Rows from a box-labeling dataset:
▼

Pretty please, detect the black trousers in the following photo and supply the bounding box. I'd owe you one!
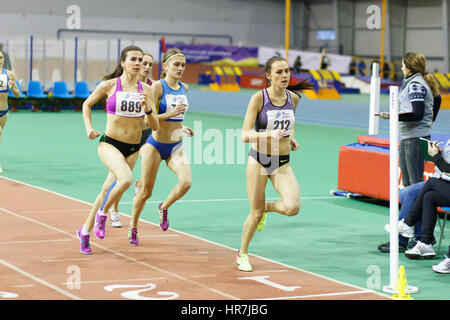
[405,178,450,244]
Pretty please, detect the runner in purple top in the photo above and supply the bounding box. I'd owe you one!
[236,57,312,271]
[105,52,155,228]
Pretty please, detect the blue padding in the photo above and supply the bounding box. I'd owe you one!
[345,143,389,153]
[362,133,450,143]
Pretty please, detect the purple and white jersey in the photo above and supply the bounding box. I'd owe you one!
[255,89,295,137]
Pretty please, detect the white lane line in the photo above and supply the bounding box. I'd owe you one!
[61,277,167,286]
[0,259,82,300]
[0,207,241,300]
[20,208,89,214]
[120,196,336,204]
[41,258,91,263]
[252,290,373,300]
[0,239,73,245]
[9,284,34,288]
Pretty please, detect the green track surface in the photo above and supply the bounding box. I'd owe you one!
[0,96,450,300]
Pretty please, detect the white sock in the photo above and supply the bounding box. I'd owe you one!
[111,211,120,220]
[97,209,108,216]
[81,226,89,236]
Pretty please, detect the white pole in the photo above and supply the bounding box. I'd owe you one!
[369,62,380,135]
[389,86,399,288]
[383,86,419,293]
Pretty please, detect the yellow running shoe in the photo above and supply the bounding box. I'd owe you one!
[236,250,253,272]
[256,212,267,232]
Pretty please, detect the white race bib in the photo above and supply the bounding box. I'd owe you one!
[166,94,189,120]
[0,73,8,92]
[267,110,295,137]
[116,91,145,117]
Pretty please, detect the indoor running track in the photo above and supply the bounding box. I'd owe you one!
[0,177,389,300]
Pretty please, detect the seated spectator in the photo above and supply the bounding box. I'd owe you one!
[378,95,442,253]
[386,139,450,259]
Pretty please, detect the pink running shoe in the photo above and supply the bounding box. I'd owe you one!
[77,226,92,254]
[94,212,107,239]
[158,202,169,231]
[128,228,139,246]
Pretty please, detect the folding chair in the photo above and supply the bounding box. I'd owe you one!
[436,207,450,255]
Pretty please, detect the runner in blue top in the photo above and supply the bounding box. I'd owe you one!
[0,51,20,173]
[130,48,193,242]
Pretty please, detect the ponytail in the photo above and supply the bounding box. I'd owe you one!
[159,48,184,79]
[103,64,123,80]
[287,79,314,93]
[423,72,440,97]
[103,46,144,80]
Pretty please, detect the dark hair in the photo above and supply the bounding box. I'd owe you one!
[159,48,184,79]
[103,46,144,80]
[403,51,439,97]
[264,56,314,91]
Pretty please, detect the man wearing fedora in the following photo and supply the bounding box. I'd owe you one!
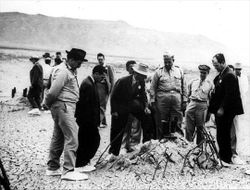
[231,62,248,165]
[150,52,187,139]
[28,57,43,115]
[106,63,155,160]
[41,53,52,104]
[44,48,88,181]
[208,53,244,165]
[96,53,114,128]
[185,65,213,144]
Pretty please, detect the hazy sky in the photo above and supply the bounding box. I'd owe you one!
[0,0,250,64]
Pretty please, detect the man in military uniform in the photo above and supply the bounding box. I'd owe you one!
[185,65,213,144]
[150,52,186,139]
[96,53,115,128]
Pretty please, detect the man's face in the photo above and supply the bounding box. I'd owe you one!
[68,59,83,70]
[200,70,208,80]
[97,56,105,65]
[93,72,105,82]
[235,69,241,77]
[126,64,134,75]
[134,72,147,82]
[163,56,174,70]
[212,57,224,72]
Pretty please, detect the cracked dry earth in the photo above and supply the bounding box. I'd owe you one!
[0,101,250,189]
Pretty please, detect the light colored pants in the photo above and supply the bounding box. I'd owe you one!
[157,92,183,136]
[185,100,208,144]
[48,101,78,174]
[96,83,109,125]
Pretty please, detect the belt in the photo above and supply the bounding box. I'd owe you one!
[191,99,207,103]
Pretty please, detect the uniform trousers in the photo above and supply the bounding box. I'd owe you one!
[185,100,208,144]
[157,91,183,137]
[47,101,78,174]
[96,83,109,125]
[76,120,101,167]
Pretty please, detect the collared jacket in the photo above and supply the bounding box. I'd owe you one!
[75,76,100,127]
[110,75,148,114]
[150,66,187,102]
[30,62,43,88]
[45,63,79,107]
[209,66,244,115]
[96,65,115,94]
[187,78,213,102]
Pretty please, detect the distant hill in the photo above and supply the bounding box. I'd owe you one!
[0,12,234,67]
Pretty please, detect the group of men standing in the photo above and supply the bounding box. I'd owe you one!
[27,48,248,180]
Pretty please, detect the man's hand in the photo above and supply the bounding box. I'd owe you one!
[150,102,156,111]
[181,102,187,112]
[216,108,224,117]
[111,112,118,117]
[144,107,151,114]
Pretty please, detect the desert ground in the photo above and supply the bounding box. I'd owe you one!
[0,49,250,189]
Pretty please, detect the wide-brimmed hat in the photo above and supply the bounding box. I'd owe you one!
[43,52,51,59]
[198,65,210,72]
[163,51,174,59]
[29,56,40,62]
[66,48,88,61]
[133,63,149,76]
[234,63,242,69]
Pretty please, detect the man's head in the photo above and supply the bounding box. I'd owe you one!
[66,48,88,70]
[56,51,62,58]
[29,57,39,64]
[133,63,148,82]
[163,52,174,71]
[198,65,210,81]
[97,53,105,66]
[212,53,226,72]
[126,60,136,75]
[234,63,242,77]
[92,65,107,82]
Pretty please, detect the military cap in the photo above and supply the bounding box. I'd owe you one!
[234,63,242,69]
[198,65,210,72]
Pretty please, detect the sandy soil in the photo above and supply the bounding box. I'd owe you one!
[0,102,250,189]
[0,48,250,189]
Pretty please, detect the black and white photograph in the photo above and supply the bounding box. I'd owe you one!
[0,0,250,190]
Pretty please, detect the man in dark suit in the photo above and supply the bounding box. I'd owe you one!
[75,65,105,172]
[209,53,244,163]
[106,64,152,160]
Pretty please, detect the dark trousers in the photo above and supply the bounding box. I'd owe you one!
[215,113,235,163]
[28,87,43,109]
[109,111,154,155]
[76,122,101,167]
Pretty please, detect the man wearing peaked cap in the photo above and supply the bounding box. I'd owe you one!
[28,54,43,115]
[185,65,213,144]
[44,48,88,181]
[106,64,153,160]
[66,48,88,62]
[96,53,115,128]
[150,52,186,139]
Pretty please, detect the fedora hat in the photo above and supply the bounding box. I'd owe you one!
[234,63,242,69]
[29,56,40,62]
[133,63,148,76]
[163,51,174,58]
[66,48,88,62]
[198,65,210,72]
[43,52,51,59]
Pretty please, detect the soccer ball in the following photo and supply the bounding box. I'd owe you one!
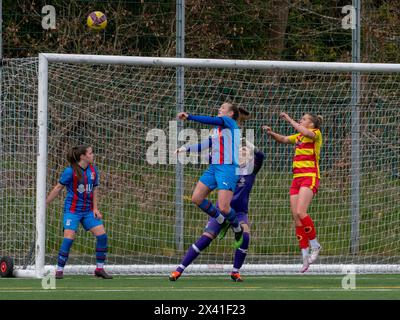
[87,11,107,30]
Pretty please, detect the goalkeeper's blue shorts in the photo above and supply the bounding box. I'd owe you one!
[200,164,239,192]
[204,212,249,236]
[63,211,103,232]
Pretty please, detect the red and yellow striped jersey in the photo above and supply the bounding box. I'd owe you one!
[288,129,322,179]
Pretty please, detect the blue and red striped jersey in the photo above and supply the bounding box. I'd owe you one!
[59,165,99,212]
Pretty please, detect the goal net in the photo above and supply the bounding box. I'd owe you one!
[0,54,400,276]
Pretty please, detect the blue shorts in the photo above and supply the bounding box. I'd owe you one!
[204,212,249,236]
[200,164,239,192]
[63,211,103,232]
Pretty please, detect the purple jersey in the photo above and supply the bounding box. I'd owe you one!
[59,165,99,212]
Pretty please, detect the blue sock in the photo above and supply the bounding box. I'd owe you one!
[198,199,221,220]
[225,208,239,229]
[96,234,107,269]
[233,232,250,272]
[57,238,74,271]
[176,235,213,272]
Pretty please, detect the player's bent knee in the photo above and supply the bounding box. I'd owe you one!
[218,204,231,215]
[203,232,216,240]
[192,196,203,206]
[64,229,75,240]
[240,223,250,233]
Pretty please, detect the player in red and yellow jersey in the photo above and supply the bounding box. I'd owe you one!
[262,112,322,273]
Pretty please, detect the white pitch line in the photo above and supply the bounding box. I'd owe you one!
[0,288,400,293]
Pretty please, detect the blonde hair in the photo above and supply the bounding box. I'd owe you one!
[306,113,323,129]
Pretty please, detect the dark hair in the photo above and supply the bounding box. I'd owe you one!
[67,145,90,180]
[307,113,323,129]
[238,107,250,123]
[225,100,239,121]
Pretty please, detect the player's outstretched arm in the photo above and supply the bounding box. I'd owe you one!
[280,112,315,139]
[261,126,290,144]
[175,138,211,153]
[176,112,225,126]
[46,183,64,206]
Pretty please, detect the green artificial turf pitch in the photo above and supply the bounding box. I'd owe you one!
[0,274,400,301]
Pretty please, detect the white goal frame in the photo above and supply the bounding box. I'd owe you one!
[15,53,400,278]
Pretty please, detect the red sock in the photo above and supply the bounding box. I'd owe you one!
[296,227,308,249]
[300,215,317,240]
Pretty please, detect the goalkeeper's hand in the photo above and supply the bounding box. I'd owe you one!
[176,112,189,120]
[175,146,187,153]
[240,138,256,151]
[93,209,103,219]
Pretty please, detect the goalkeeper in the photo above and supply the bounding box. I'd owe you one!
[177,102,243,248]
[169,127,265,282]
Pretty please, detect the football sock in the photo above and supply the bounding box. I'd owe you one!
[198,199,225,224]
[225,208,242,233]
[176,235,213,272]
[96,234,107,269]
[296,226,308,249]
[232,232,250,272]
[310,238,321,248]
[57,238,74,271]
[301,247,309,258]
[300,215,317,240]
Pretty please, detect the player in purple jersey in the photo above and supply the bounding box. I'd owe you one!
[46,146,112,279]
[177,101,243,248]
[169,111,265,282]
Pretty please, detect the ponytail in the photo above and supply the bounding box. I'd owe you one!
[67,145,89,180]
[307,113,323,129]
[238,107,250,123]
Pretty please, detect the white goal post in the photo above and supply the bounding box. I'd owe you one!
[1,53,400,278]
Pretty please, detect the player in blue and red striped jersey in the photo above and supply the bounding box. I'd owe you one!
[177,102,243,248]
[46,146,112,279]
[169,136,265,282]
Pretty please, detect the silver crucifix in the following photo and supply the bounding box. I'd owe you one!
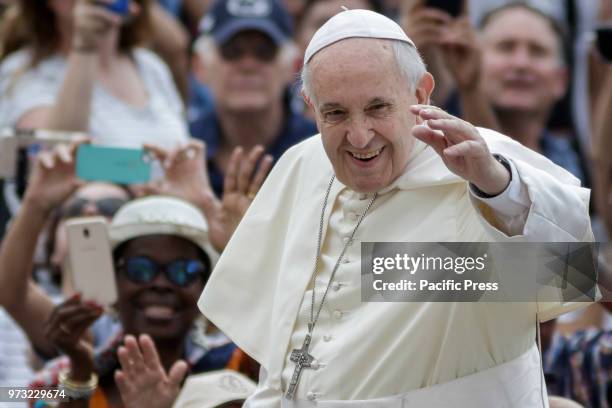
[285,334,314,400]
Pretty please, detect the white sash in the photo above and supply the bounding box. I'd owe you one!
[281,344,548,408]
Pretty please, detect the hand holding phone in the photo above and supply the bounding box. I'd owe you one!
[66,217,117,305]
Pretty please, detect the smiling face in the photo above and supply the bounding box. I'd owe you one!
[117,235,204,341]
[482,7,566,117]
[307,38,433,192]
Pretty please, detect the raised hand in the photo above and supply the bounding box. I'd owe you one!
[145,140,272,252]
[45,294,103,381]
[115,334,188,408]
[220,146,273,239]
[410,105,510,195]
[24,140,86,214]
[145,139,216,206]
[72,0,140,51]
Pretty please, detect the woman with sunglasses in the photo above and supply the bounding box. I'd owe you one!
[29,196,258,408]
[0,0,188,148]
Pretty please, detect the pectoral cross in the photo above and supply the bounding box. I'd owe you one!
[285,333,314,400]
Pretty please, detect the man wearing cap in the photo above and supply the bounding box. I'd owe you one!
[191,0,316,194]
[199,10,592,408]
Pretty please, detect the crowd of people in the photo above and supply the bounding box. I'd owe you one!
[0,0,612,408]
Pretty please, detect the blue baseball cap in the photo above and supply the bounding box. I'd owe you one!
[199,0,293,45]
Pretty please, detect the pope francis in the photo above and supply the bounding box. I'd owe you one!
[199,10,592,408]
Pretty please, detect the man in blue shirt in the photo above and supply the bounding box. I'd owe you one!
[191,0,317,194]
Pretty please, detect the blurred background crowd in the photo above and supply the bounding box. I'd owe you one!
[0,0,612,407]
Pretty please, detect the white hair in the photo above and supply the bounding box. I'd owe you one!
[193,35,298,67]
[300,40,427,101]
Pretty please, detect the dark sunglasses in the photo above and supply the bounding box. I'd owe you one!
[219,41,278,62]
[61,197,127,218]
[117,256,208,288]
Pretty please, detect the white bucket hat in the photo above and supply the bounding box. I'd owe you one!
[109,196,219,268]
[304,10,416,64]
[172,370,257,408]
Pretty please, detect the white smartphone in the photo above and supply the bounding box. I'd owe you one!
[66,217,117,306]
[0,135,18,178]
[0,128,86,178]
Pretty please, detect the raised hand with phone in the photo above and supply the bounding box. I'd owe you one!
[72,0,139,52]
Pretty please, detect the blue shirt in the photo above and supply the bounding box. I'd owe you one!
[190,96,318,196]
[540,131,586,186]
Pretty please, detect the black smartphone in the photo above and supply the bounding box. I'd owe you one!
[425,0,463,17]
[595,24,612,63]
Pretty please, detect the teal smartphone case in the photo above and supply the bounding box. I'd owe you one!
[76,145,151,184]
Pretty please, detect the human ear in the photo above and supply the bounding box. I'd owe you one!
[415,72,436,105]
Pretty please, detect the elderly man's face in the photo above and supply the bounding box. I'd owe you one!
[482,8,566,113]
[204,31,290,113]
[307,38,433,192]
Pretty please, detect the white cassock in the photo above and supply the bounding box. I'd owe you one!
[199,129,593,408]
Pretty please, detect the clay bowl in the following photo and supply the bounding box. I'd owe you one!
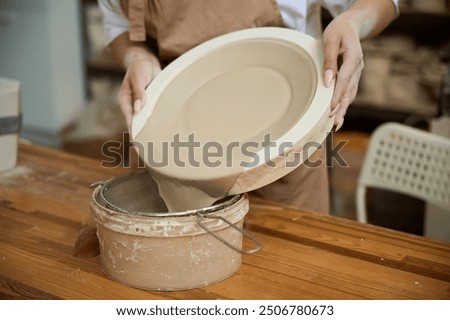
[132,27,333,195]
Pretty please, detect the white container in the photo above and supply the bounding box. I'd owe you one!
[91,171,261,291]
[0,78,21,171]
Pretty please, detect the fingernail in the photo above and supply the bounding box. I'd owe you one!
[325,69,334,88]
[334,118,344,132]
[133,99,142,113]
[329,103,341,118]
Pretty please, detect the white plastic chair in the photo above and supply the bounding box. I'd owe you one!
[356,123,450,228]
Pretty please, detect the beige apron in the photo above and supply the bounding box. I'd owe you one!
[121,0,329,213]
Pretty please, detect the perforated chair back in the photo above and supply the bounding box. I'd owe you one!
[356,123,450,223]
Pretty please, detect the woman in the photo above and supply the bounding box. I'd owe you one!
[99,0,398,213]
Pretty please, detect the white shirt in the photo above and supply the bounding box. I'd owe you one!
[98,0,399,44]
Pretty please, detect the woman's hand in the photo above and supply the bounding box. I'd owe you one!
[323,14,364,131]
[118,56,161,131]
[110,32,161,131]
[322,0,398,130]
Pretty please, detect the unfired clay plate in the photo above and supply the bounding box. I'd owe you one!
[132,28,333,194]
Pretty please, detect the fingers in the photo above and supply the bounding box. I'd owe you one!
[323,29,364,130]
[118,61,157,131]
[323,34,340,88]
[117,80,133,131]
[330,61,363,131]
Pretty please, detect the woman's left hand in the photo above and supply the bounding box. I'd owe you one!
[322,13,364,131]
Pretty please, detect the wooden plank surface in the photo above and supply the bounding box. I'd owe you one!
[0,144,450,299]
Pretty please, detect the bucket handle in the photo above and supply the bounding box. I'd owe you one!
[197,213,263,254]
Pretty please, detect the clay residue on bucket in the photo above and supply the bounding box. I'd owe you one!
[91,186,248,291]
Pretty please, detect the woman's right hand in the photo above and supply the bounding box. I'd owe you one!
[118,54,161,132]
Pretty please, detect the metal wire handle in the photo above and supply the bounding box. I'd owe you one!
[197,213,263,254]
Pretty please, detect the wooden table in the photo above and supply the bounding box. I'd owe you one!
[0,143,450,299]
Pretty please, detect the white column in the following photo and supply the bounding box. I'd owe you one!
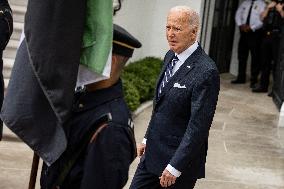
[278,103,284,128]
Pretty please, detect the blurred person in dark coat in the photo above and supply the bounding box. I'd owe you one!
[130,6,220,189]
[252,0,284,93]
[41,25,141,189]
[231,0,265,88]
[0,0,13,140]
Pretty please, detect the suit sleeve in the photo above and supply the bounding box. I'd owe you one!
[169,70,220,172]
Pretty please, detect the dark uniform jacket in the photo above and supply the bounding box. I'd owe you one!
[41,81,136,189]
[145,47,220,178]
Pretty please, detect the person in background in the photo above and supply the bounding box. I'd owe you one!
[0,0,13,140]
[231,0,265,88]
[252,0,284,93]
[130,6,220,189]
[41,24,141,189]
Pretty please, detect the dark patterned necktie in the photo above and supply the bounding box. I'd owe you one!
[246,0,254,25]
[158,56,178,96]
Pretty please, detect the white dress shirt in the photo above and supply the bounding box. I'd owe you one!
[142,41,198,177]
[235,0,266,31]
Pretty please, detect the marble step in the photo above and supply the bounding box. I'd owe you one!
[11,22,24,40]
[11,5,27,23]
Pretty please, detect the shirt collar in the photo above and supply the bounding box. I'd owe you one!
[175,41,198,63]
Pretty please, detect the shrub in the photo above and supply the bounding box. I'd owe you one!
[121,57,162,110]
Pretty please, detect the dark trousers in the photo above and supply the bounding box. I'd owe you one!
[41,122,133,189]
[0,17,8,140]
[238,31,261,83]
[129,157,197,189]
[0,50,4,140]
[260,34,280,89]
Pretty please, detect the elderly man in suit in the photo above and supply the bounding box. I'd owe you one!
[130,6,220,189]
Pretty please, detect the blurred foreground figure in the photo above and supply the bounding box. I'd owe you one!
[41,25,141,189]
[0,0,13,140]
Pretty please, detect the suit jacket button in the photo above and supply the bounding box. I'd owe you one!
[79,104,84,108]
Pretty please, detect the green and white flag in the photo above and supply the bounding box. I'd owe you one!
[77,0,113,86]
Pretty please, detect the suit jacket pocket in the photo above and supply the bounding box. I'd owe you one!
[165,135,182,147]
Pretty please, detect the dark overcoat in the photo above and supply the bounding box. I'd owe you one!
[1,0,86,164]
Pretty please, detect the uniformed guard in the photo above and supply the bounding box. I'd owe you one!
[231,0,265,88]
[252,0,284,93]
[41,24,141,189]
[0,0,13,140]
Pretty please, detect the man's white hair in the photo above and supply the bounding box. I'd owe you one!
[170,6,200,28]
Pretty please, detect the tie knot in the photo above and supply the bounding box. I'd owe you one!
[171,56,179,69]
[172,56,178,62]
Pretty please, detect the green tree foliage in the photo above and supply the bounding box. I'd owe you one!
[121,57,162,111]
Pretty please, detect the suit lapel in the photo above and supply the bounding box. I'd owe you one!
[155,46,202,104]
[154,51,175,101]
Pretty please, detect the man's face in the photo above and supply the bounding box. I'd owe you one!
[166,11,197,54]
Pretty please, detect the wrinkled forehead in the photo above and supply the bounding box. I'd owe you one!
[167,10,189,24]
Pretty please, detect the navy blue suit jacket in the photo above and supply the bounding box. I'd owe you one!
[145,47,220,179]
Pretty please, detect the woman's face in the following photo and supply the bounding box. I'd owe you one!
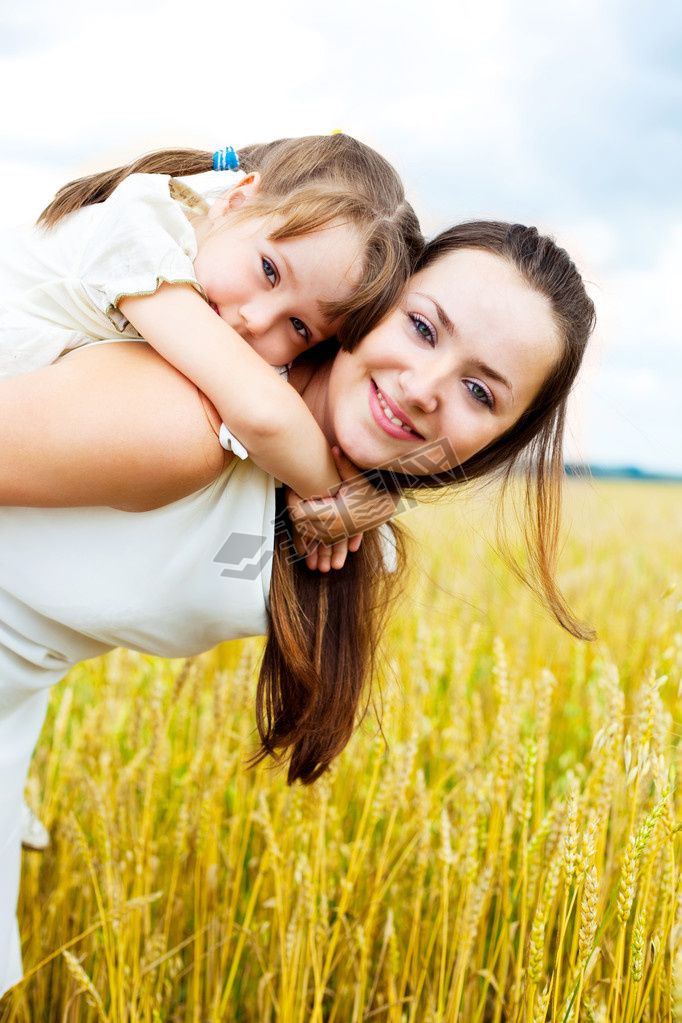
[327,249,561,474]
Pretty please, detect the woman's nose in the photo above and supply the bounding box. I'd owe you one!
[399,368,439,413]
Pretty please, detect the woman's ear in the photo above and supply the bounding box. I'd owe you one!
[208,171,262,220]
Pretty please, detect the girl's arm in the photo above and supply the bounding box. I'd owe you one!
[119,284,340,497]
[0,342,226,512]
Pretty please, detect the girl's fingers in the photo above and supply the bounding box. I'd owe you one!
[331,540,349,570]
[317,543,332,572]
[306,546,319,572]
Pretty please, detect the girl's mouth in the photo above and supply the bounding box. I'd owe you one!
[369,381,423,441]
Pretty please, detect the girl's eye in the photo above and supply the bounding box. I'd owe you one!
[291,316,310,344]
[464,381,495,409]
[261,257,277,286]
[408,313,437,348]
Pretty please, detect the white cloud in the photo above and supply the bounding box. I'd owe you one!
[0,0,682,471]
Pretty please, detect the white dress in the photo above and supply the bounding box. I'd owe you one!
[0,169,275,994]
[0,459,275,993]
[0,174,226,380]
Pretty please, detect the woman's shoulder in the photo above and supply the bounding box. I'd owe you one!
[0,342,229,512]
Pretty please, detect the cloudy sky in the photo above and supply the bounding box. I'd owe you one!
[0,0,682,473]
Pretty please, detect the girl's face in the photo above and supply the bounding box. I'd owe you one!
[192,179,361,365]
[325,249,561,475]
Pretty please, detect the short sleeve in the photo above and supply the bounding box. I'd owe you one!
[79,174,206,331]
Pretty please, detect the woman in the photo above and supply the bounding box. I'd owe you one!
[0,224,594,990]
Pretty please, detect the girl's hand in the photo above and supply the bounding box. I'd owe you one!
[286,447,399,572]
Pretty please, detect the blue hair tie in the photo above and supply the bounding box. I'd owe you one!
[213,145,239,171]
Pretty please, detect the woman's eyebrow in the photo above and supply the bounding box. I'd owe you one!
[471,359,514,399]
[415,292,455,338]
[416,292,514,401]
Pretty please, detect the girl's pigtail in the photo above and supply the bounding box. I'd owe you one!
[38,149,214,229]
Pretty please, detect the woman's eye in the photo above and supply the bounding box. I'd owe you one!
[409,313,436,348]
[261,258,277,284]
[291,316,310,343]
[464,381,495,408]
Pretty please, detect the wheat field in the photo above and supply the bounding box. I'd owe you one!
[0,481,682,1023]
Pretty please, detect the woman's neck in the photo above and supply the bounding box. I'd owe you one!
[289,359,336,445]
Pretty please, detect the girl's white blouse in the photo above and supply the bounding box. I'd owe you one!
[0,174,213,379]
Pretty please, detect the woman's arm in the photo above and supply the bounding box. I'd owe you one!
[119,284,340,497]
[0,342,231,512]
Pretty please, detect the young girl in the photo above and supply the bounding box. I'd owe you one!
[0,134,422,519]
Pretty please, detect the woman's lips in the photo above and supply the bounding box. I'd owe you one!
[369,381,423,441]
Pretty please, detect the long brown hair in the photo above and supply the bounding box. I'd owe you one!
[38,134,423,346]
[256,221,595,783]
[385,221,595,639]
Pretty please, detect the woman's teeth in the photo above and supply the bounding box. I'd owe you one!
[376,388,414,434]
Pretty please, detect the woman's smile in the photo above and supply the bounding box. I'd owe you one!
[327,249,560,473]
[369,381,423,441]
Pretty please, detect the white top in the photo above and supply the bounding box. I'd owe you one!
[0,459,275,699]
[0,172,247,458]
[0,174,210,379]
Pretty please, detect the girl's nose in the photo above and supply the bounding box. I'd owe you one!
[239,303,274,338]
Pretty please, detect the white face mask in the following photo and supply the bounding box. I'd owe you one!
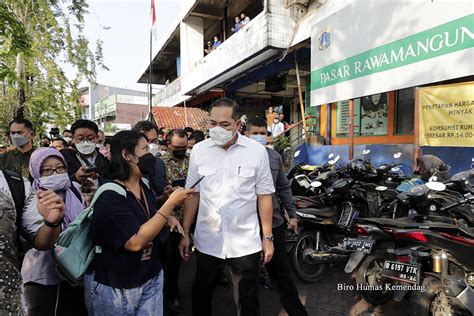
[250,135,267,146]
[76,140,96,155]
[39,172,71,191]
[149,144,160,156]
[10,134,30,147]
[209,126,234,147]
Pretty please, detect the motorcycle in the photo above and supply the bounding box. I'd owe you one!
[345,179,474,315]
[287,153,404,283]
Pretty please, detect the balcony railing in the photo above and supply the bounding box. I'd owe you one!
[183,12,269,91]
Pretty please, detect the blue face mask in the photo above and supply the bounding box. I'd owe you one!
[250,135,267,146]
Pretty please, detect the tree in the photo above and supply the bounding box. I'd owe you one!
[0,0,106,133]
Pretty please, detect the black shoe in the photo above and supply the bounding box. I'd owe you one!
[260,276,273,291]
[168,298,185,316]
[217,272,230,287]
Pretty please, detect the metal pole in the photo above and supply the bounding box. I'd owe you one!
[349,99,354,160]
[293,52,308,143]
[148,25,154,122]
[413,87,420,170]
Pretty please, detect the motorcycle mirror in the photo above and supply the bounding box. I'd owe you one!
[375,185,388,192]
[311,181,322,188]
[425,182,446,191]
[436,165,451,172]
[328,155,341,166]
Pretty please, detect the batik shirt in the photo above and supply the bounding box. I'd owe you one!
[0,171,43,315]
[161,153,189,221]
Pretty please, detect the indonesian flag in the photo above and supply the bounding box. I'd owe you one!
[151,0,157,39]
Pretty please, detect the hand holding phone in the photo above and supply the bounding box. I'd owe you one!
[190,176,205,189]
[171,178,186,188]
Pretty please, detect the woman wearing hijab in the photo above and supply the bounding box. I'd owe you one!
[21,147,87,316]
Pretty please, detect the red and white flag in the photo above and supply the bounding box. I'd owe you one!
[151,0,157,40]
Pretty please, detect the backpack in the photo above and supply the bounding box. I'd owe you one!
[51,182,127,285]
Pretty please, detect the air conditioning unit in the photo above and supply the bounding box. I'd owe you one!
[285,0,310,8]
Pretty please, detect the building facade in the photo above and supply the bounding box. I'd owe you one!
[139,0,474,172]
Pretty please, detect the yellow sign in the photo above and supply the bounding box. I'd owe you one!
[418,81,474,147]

▲

Written request.
Can you convert the part of the listing starting at the line containing "Pretty please, detect the dark sunglasses" and ending at the line containing "[0,128,86,178]" into a two-column CSV with the columns request and answer? Use one row per request, put each value in its own quoted field, and turn line breaks into spaces.

Full response.
request,answer
"Pretty please, detect the dark sunglasses in the photo above and supply the bounding box. I'd owe you one!","[219,41,278,62] [61,197,127,218] [117,256,208,288]"
"Pretty please, detect the white bucket hat in the photo above and supply the bounding box. I'd owe you one!","[109,196,219,268] [304,10,416,64] [172,370,257,408]"
"Pretty please, detect the white smartphone in the photo above and supply the bounding box. I'd owe you one!","[66,217,117,306] [0,135,18,178] [0,128,86,178]"